Supplied material:
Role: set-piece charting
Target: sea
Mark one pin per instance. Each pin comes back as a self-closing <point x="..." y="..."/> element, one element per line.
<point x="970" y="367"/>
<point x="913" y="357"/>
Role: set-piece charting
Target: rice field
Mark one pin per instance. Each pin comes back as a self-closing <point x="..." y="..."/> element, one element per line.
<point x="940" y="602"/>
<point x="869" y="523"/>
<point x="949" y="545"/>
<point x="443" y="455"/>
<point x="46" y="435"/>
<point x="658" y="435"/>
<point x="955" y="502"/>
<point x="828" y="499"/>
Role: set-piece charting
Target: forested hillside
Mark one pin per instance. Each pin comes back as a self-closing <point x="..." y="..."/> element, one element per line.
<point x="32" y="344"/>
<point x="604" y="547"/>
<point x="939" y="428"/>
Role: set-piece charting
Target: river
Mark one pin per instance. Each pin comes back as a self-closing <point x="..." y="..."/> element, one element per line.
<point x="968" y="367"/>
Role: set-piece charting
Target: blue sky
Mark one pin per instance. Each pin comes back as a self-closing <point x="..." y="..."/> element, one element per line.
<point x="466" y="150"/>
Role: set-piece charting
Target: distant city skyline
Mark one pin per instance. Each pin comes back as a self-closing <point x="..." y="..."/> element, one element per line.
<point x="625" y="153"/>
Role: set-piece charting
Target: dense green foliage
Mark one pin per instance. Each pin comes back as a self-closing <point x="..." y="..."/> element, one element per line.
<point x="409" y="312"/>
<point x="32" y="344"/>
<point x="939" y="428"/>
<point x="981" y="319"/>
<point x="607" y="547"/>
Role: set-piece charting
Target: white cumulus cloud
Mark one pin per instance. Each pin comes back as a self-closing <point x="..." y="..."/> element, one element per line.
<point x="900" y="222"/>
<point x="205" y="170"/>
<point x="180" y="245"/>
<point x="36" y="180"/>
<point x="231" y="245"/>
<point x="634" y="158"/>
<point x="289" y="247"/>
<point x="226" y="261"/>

Description of the task: Write out the listing's lines exactly, from its first line through the line that contains "Target: blue sky", and stop there.

Final answer:
Role: set-piece charting
Target: sea
Mark one pin per instance. Each pin comes back as a self-closing <point x="..." y="..."/> element, one element per line.
<point x="970" y="367"/>
<point x="913" y="357"/>
Role: set-piece charting
Target: rice field
Mark one pin per instance. Each pin comes back as a self-closing <point x="..." y="..."/> element, one element per line.
<point x="940" y="602"/>
<point x="869" y="523"/>
<point x="949" y="545"/>
<point x="443" y="455"/>
<point x="46" y="435"/>
<point x="658" y="435"/>
<point x="955" y="502"/>
<point x="828" y="499"/>
Role: set-piece charting
Target: forested hillside
Mark one pin per instance. Each pin comes back as a self-closing <point x="..." y="..."/> element, one element per line.
<point x="32" y="344"/>
<point x="604" y="547"/>
<point x="939" y="428"/>
Role: set-piece charting
Target: river
Mark one pin per instance. Each pin comes back as a self-closing <point x="..." y="..."/> element, one element per line.
<point x="968" y="367"/>
Role: set-piece charting
Target: blue sky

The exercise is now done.